Así que mi respeto por la vida se extiende a todos, pero muy especialmente a aquellos cuyas vidas están en riesgo: los niños no nacidos, por supuesto; pero también los refugiados cuya vida se ve amenazada por la guerra; las personas sin hogar, cuya vida se ve amenazada por la malnutrición; las personas enfermas excluidas de la atención sanitaria; las personas mayores en peligro de ser eutanasiadas. He llegado a valorar toda vida, desde la concepción hasta la muerte natural, y creo que las leyes deberían reflejar este importante principio.

A veces a esto se le llama una "ética consistente de la vida" o la "túnica sin costura", una referencia a la túnica que le arrebataron a Jesús antes de la crucifixión y que los soldados se repartieron después. Algunos la han criticado injustamente como una "dilución" de las actividades pro vida. Su destacado defensor, el cardenal Joseph Bernardin, lamentó que se utilizase erroneamente de esa manera. Pero un mal uso de un principio no lo invalida. 

En cambio, el sentido de una ética consistente de la vida no es que debamos centrarnos en otros asuntos en vez de en el aborto, sino que nuestro testimonio por la justicia social y en defensa de toda vida se ve fortalecido cuando los basamos clara y consistentemente en el reconocimiento de la dignidad de toda vida humana en cualquier fase.

__Líneas extraídas__.

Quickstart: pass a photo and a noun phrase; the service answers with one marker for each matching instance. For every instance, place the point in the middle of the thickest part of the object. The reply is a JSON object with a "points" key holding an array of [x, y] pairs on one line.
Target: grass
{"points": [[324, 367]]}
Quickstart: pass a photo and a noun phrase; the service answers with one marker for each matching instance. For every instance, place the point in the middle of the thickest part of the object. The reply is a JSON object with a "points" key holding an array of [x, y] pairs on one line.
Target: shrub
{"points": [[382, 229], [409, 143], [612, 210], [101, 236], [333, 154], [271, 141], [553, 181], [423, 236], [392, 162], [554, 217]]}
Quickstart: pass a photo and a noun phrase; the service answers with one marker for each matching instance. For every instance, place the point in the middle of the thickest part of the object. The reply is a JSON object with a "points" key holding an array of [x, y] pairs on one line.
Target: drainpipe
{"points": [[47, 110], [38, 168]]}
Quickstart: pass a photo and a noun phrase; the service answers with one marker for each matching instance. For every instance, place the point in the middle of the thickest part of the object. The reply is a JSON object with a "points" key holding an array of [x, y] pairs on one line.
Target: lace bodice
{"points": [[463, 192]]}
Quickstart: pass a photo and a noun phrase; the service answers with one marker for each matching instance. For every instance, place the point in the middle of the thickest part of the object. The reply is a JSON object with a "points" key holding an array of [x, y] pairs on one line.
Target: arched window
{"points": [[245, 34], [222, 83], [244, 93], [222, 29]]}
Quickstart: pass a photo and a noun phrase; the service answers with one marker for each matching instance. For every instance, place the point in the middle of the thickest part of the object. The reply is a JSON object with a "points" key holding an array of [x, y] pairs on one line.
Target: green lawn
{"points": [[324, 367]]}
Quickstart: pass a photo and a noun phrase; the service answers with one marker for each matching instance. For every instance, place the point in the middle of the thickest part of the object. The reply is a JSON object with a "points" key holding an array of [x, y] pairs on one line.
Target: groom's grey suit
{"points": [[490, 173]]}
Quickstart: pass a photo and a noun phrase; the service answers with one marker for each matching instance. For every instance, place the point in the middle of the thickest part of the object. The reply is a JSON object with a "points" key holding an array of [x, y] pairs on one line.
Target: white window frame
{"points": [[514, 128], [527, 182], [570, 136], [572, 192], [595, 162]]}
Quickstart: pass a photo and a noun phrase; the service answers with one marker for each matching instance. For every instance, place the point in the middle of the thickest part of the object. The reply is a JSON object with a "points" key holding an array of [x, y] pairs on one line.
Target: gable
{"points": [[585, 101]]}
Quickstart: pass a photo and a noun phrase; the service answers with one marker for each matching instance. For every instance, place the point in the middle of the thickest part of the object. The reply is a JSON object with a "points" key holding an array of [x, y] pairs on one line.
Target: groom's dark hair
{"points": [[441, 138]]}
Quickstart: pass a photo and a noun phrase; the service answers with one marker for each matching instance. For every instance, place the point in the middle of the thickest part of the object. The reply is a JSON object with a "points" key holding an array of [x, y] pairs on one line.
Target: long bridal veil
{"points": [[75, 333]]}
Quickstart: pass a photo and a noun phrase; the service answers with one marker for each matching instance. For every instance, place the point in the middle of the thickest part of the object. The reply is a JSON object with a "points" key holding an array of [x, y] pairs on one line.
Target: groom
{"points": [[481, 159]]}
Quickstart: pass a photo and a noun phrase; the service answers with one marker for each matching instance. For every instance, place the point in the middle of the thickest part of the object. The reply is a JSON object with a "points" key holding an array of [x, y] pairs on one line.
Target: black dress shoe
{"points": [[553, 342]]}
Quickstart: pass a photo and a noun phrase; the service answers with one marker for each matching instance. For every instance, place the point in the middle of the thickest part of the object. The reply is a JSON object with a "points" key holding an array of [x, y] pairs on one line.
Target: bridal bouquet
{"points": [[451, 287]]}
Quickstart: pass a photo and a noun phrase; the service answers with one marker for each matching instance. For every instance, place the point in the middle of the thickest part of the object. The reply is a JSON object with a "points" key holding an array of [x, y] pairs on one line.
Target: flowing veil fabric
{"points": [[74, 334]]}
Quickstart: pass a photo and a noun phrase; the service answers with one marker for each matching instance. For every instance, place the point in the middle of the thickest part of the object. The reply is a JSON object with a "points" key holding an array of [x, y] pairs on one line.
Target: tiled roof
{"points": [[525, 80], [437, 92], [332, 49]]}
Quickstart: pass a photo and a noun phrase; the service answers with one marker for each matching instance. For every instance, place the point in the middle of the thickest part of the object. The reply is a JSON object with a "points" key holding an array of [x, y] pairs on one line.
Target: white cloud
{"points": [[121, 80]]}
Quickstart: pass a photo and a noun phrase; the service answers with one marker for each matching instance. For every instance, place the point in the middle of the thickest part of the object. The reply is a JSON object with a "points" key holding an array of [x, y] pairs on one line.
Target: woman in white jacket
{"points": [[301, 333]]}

__Tareas por realizar__.
- 1) Según el pasaje seleccionado, ¿quién fue el destacado defensor de la "ética consistente de la vida"?
- 2) Por favor, reproduce el tramo del pasaje seleccionado que va desde "A veces a esto" hasta "en cualquier fase.".

__Respuestas del ejercicio__.
- 1) El cardenal Joseph Bernardin.

- 2)
A veces a esto se le llama una "ética consistente de la vida" o la "túnica sin costura", una referencia a la túnica que le arrebataron a Jesús antes de la crucifixión y que los soldados se repartieron después. Algunos la han criticado injustamente como una "dilución" de las actividades pro vida. Su destacado defensor, el cardenal Joseph Bernardin, lamentó que se utilizase erroneamente de esa manera. Pero un mal uso de un principio no lo invalida. 

En cambio, el sentido de una ética consistente de la vida no es que debamos centrarnos en otros asuntos en vez de en el aborto, sino que nuestro testimonio por la justicia social y en defensa de toda vida se ve fortalecido cuando los basamos clara y consistentemente en el reconocimiento de la dignidad de toda vida humana en cualquier fase.